=== SUPPLIED PASSAGE ===
********

Quantum-Computation-Cheatsheet/main.typ

#import "@preview/fletcher:0.5.7" as fletcher: diagram, edge, node
#import "@preview/gentle-clues:1.2.0": *
#import "@preview/physica:0.9.5": bra, braket, ket, ketbra
#import "@preview/quill:0.6.1": *
#import "@preview/quill:0.6.1" as quill: tequila as tq
#import "layout.typ": indent-par, project

#show: project.with(title: [Quantum Computation Cheatsheet], authors: (
  "Kristofers Solo",
))

#let distance = $space.quad space.quad$
#let tensor = $lr(times.circle)$
#let CNOT = $lr(C N O T)$
#let CCNOT = $lr(C C N O T)$
#let SWAP = $lr(S W A P)$
#let CU = $lr(C-U)$
#let QFT = $lr(Q F T)$

#pagebreak()

********

=== EXTRACTED INFORMATION ===
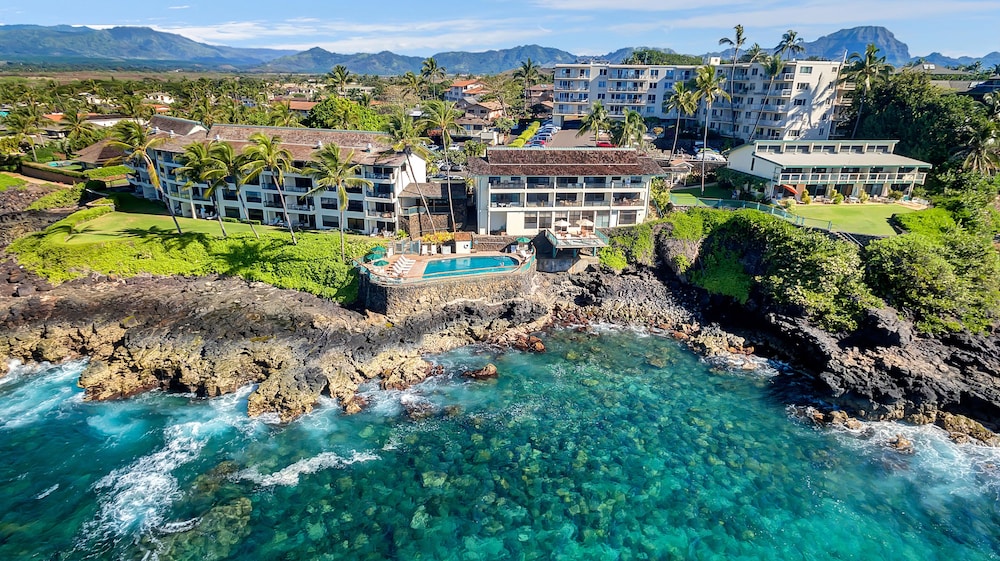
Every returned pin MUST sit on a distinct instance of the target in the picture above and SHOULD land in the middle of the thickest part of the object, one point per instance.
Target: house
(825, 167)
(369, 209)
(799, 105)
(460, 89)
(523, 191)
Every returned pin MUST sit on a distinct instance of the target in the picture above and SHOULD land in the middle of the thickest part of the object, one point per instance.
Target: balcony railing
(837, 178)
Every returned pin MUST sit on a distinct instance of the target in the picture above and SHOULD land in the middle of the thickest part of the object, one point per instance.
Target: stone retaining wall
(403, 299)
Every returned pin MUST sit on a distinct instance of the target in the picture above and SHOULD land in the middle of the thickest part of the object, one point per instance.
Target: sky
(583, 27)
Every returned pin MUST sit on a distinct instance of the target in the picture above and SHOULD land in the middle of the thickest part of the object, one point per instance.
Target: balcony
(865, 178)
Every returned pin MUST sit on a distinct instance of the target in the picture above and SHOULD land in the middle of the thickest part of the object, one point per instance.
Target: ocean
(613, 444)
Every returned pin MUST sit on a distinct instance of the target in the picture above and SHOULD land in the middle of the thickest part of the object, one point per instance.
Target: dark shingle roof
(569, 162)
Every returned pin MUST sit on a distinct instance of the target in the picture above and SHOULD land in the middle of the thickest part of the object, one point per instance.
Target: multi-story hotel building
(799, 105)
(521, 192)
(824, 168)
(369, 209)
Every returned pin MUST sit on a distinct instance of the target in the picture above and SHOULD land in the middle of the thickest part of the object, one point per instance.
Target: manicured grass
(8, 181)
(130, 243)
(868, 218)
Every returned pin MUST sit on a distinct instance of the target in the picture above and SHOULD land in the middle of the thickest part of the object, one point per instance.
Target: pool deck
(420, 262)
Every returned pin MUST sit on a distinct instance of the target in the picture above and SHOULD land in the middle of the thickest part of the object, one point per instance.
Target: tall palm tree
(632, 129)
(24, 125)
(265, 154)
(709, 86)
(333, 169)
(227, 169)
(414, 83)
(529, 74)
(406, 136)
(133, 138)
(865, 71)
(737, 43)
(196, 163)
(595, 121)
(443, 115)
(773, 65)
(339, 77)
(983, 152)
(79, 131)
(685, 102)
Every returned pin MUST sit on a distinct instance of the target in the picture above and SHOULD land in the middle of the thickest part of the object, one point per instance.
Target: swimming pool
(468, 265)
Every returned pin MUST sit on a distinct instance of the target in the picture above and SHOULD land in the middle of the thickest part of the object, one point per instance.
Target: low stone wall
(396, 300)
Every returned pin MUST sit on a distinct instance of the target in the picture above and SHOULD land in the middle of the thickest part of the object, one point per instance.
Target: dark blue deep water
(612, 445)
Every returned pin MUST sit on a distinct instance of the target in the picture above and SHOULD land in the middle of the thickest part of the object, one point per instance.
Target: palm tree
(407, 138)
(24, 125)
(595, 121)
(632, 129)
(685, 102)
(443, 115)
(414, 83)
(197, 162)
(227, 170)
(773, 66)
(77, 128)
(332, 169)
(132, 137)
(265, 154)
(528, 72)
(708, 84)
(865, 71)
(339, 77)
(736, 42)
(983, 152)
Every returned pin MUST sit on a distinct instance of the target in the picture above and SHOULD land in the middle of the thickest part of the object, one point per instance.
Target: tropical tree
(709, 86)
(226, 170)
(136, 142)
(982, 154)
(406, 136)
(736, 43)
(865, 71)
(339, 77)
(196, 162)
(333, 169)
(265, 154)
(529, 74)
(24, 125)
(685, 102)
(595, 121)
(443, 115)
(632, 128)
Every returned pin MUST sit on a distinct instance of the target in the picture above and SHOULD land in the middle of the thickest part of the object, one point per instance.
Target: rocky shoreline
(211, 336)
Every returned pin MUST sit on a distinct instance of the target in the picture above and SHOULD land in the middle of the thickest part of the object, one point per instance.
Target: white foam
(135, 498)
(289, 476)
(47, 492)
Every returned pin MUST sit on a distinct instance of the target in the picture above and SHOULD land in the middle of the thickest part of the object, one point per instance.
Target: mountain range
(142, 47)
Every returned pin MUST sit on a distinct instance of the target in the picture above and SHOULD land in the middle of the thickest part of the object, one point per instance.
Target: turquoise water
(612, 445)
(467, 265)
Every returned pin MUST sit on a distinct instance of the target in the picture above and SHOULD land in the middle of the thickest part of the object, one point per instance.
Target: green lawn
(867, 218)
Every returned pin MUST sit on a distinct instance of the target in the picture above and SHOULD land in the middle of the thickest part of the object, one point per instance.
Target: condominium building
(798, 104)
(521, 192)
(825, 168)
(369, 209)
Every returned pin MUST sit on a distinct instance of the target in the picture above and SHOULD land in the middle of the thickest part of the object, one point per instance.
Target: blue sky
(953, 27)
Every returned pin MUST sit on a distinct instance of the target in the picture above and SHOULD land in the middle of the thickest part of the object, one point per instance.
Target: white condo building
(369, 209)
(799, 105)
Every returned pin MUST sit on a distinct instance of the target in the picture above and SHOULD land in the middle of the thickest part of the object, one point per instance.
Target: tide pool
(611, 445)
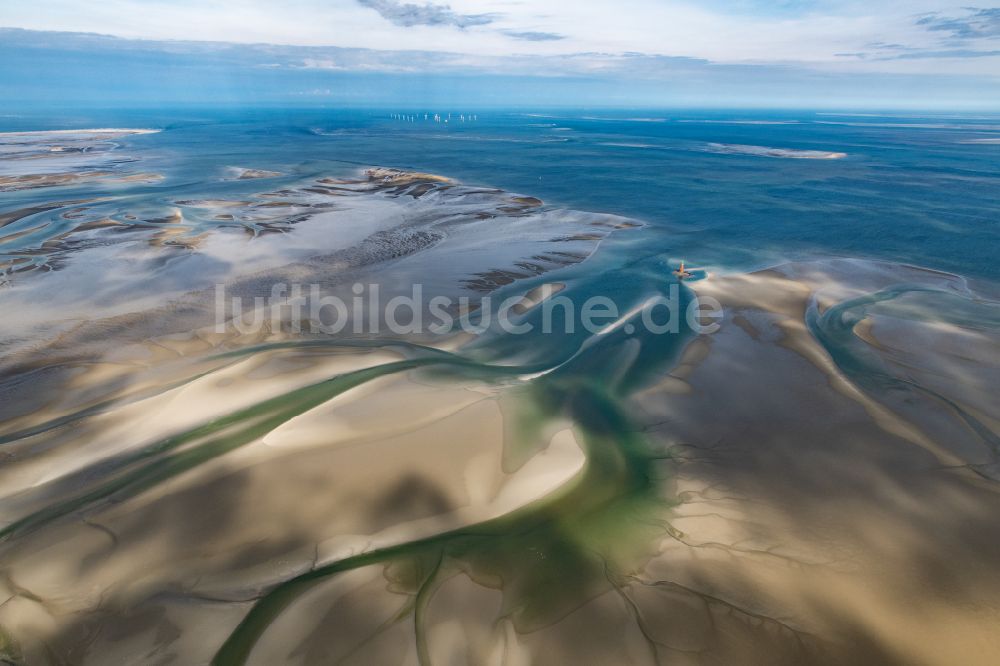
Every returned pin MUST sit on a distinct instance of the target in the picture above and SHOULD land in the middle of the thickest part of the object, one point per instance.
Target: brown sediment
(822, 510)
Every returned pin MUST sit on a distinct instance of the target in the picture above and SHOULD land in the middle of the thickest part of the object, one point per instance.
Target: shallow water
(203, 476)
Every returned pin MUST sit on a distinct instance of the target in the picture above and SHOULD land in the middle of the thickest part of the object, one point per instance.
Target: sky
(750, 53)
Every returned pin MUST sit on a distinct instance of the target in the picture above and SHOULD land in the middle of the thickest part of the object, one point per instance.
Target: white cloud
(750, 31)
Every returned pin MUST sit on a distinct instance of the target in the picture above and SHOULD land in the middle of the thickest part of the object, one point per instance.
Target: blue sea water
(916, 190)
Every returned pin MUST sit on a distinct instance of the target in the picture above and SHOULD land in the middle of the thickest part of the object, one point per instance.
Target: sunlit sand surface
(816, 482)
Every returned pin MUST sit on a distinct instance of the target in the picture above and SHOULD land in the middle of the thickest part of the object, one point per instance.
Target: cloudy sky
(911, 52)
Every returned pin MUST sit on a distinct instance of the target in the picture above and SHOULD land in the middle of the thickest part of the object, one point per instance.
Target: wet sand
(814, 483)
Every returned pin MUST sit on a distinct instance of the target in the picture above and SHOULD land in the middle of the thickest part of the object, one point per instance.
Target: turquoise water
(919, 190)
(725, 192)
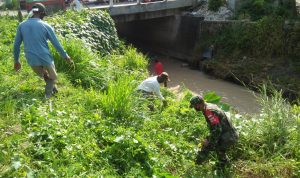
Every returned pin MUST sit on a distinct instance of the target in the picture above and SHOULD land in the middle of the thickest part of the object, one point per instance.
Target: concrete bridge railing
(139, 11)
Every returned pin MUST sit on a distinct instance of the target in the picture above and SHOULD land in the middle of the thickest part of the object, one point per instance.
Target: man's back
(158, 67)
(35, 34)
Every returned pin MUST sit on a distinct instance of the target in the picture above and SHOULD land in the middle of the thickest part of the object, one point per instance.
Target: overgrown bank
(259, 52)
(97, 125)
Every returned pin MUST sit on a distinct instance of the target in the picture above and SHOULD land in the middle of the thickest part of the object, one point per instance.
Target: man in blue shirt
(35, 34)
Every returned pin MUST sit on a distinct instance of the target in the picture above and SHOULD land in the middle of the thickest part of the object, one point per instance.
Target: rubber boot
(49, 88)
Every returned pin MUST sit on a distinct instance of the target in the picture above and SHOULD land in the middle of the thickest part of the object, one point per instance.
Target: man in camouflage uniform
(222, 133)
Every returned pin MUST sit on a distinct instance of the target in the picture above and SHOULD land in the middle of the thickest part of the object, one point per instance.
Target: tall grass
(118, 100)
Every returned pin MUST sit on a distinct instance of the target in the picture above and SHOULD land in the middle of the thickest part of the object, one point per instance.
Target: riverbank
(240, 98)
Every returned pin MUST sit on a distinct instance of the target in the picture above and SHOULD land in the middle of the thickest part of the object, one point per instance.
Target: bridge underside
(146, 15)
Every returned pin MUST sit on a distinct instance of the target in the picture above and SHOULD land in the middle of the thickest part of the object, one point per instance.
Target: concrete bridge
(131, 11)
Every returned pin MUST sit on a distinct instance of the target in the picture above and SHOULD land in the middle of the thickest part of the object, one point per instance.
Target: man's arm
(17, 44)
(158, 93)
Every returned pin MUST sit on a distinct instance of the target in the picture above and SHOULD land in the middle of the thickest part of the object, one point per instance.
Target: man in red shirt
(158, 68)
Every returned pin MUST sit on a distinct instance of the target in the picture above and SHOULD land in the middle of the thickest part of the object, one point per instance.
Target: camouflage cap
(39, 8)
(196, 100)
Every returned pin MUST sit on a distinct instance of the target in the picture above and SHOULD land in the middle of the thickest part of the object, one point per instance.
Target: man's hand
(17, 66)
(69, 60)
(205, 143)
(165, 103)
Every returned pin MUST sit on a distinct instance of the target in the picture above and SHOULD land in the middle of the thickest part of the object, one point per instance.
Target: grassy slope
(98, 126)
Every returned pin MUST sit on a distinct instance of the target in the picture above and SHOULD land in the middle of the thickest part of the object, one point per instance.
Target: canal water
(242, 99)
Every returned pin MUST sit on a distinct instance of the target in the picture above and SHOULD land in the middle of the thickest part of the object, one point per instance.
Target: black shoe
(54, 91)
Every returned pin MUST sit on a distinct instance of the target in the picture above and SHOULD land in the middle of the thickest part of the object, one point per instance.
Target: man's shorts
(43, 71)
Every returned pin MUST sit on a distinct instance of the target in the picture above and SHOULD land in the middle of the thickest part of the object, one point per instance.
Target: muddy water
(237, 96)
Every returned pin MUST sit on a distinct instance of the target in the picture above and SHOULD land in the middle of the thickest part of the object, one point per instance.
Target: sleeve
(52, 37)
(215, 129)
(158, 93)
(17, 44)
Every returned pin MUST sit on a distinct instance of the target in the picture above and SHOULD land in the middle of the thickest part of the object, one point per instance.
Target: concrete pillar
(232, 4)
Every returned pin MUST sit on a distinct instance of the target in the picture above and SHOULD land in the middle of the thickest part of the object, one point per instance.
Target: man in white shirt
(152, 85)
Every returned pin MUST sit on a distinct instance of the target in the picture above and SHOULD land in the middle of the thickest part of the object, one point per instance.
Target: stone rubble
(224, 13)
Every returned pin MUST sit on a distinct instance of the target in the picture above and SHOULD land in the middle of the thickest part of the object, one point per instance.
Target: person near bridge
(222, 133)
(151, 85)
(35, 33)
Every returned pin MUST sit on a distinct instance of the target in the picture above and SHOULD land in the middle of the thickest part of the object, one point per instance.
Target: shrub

********

Print the stretch of the cheatsheet source from "#show: project.with(title: [Quantum" through "#pagebreak()", copying it character for character. The entries are separate from the cheatsheet source.

#show: project.with(title: [Quantum Computation Cheatsheet], authors: (
  "Kristofers Solo",
))

#let distance = $space.quad space.quad$
#let tensor = $lr(times.circle)$
#let CNOT = $lr(C N O T)$
#let CCNOT = $lr(C C N O T)$
#let SWAP = $lr(S W A P)$
#let CU = $lr(C-U)$
#let QFT = $lr(Q F T)$

#pagebreak()